[Excerpt to read — start]

One of our favorite writers Katie Nguyen of Reuters Alert Net, gives us this round-up of the MDG critique.
One weakness is that, though the MDGs were established as numerical targets - for example, to reduce the number of women who die in childbirth by three-quarters between 1990 and 2015 or halt the spread of malaria by 2015 - the lack of reliable data in poor countries means progress is difficult to measure. This is especially true, aid experts say, for goals relating to maternal and child mortality as well as malaria and tuberculosis.
The problem of incomplete data has been recognised in Africa where most people are said to die or be born "without leaving a trace in any legal record or official statistics". In rural Africa, there are few hospitals, home births are common and assistance from a midwife or another health official rare.
"To have a good coverage of registration of vital events (births, deaths, marriages) you need to make sure that you have the offices of the registrar closer to the people; otherwise it will be very difficult for them. If they have to walk 15, 10 km to register their newborns they will not do that," Dimitri Sanga of the African Centre for Statistics at the United Nations Economic Commission for Africa (ECA) told AlertNet.

[Excerpt to read — finish]
[Information provided — start]

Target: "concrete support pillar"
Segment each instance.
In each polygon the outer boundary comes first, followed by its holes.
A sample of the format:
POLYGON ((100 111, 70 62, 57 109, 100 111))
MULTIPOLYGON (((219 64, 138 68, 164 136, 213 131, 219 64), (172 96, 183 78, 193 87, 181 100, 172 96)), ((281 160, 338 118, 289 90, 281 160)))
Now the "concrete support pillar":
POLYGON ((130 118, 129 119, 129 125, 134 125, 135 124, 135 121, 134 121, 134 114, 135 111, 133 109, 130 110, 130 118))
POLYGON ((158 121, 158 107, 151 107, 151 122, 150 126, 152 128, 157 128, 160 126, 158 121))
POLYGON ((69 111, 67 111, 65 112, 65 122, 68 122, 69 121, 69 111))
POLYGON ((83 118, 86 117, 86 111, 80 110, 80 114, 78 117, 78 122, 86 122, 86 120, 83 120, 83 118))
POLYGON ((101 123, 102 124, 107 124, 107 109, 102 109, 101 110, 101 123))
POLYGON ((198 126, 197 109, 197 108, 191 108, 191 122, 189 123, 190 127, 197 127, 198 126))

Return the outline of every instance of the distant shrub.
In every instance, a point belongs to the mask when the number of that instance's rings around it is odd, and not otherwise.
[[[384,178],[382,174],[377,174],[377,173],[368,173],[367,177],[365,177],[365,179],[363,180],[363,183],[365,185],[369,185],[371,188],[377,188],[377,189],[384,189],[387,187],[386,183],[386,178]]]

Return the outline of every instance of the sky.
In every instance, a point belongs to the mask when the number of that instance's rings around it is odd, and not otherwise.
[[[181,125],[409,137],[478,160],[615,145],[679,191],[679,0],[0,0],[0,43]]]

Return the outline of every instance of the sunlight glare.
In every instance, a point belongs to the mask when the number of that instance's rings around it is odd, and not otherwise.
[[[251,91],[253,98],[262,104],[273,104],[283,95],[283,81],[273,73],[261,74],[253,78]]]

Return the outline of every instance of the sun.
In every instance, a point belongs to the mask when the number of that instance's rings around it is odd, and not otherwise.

[Information provided — finish]

In the text about measuring progress toward the MDGs, list the vital events that Dimitri Sanga names in parentheses.

Births, deaths, marriages